Work to complete » Please copy every one of the entries below word for word, and leave the pictures out of your answer.

######

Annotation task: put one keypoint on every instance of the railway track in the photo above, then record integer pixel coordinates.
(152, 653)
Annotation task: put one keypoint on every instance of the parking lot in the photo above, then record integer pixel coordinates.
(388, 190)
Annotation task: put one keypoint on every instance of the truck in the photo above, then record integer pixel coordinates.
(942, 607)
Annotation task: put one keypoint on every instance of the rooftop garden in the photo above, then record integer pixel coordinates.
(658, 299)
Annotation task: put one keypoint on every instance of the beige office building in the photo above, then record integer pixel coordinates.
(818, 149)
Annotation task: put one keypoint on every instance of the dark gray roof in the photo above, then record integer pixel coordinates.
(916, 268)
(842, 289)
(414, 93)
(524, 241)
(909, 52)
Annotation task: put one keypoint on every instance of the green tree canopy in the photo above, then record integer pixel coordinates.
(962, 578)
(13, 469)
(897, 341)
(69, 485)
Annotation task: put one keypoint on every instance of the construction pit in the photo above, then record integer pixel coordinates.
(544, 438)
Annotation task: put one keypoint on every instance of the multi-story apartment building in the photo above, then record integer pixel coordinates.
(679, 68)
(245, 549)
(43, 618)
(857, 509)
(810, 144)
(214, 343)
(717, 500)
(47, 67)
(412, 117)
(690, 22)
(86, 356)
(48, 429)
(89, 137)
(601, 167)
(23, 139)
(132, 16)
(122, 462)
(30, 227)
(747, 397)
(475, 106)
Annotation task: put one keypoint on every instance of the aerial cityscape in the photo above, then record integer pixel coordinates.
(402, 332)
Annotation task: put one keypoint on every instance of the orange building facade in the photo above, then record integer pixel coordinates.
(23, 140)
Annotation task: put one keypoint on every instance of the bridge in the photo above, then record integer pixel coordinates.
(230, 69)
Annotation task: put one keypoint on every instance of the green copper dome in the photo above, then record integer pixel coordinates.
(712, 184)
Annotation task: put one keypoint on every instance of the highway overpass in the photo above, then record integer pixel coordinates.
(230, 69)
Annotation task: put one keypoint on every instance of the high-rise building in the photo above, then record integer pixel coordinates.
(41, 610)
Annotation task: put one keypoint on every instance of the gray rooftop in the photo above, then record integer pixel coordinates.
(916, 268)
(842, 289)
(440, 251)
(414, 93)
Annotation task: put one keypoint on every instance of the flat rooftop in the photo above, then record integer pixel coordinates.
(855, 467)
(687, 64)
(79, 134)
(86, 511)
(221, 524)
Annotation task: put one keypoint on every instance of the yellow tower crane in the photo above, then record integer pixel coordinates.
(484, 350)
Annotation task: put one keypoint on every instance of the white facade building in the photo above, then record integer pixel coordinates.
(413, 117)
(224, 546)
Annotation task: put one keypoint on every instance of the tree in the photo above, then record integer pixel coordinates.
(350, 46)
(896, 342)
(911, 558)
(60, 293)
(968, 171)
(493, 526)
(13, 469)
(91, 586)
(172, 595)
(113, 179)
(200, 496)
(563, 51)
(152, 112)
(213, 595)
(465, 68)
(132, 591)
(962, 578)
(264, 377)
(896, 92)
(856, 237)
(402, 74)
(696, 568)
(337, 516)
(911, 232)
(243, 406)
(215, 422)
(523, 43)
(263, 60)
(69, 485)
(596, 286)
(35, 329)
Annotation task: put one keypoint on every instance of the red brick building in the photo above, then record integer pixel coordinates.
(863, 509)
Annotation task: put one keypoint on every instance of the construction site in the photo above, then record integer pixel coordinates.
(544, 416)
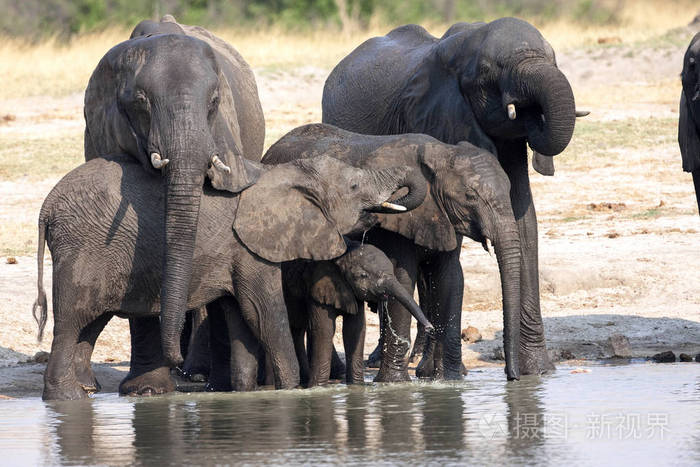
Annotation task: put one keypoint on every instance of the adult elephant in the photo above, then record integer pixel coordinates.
(184, 104)
(495, 85)
(101, 223)
(689, 121)
(469, 196)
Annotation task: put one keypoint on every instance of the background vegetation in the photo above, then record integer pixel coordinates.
(37, 18)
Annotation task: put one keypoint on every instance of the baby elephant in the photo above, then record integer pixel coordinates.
(104, 226)
(316, 293)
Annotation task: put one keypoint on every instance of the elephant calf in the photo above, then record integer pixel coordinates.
(103, 223)
(316, 293)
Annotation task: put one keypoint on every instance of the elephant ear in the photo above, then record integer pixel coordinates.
(227, 134)
(432, 103)
(107, 129)
(329, 287)
(688, 138)
(427, 225)
(280, 220)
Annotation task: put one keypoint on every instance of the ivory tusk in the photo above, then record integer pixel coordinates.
(488, 246)
(157, 162)
(395, 207)
(216, 162)
(511, 111)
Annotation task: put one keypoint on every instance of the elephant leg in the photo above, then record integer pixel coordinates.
(321, 331)
(83, 353)
(149, 373)
(220, 344)
(245, 347)
(418, 344)
(60, 381)
(196, 366)
(354, 343)
(337, 365)
(696, 182)
(533, 356)
(262, 305)
(397, 320)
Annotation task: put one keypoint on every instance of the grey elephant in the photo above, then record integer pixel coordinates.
(689, 118)
(468, 196)
(185, 105)
(495, 85)
(316, 293)
(102, 223)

######

Output below »
Annotation task: put one keypoint on every instance of the railway track in the photo above, then record integer pixel coordinates.
(152, 653)
Annotation task: put one keypoint on every instance of the parking lot in the photo above, then record integer pixel coordinates.
(388, 190)
Annotation task: put one keypoint on every instance of the truck in the photo above, then record integer pixel coordinates.
(942, 607)
Annotation task: put one keypoint on every instance of the rooftop garden in the photo above, then record integer pixel coordinates.
(658, 299)
Annotation task: put one keypoint on every instance of the beige office building in the photo above, then record integer pixel coordinates.
(818, 149)
Annotation task: put one keypoint on every instance of the dark gray roof in the photo above, then record integer pixel coordinates.
(916, 268)
(842, 289)
(414, 93)
(524, 241)
(909, 52)
Annotation task: put one keypoint on every instance of the green tree canopy in the photo above, then record integer pixel coordinates.
(962, 578)
(13, 469)
(897, 341)
(69, 485)
Annotation task: put one keypoint on every instance of the construction pit in the photo above, then record integer pixel coordinates.
(544, 438)
Annotation task: put one keypoint on every instance of the multi-story apartment building in the photo above, then record integer pixel coordinates.
(679, 68)
(245, 549)
(43, 618)
(857, 509)
(810, 144)
(214, 343)
(717, 500)
(47, 67)
(412, 117)
(690, 22)
(86, 356)
(48, 429)
(89, 137)
(601, 167)
(23, 139)
(132, 16)
(122, 462)
(30, 227)
(747, 397)
(475, 106)
Annotation task: put one keypoint on every instance of the aerial cityscape in the photo above, then record integer pixel coordinates.
(402, 332)
Annotation task: put one keypoint on every instance of the orange building facade in the photo above, then record integer pixel coordinates.
(23, 140)
Annotation task: put one keypoint on every instance of the bridge in the photo above, then record integer pixel coordinates.
(230, 69)
Annotation task: put one keypoint on every instance of the green copper dome in the photo above, then record integer pixel coordinates.
(712, 184)
Annotation task: put one keypoint on every instance of the highway overpass in the photo above, then record integer pixel coordinates.
(230, 69)
Annotation task: put one keypoint on every instance of the high-rise building in the photo above, then record integer pixel coordinates.
(41, 610)
Annotation task: put one keypoint on every instance of the gray rooftop in the photo above, then record integer pixel coordinates.
(916, 268)
(842, 289)
(440, 251)
(414, 93)
Annotation task: put one keypoint on every instance of the flat rooftop in the photo above, then record integer pixel coordinates.
(855, 467)
(687, 64)
(79, 134)
(86, 511)
(221, 524)
Annotation task: put one keypoint on every instance of the yellow tower crane in the photo above, then record integer pixel coordinates.
(484, 350)
Annotation task: put one keypoint on every instance of the white facade building in the photo above, then record integer pixel coordinates.
(413, 117)
(224, 546)
Annotation task: put one keypoint on every instance of the tree in the photo above, then record integer pixel coordinates.
(350, 46)
(896, 342)
(911, 558)
(60, 293)
(968, 171)
(493, 526)
(13, 469)
(91, 586)
(172, 595)
(113, 179)
(200, 496)
(563, 51)
(152, 112)
(213, 595)
(465, 68)
(132, 591)
(962, 578)
(264, 377)
(896, 92)
(856, 237)
(402, 74)
(696, 568)
(337, 516)
(911, 232)
(243, 406)
(215, 422)
(523, 43)
(263, 60)
(69, 485)
(596, 286)
(35, 329)
Annotation task: put one keypoint on every instance of the red brick building in the photo above, then record integer pixel coordinates.
(863, 509)
Annotation task: put one keypoint on every instance of the construction site in the photo above, then record integer pixel coordinates.
(544, 416)
Annotation task: put one keypoint on every instance of the adult elephant in the photo above, then record integer pixel coordinates.
(184, 104)
(495, 85)
(101, 223)
(689, 121)
(469, 196)
Annotation task: put one keypoint on every instance of the background vegetation in the photo above, then record integer pixel coordinates.
(37, 18)
Annotation task: put one keypoint on every instance of the baby elephant in the photo above, then record integer pixel coordinates.
(104, 226)
(316, 293)
Annotation task: put one keypoint on every instance of the elephant calf in the photo above, then record integer pixel coordinates.
(103, 223)
(316, 293)
Annotation task: put one keypoint on every instance of the elephant ear in the photo above, then record integer pixel coordinates.
(227, 134)
(432, 103)
(107, 129)
(329, 287)
(688, 138)
(427, 225)
(280, 220)
Annotation task: put one keypoint on every instance of the ivory tusk in the photo above, then record integer pixel coordinates.
(488, 246)
(157, 162)
(395, 207)
(216, 162)
(511, 111)
Annotation task: put one keypoint on every instance of the elephant leg in the photo above, then record integer pixel coordinates.
(321, 331)
(83, 353)
(149, 373)
(220, 344)
(245, 347)
(418, 344)
(60, 381)
(196, 366)
(354, 343)
(337, 365)
(696, 182)
(533, 356)
(262, 305)
(397, 320)
Annotation task: put one keypoint on every instance of the grey elephant in the photo above, then record integer pixel coordinates.
(689, 118)
(468, 196)
(185, 105)
(495, 85)
(316, 293)
(102, 223)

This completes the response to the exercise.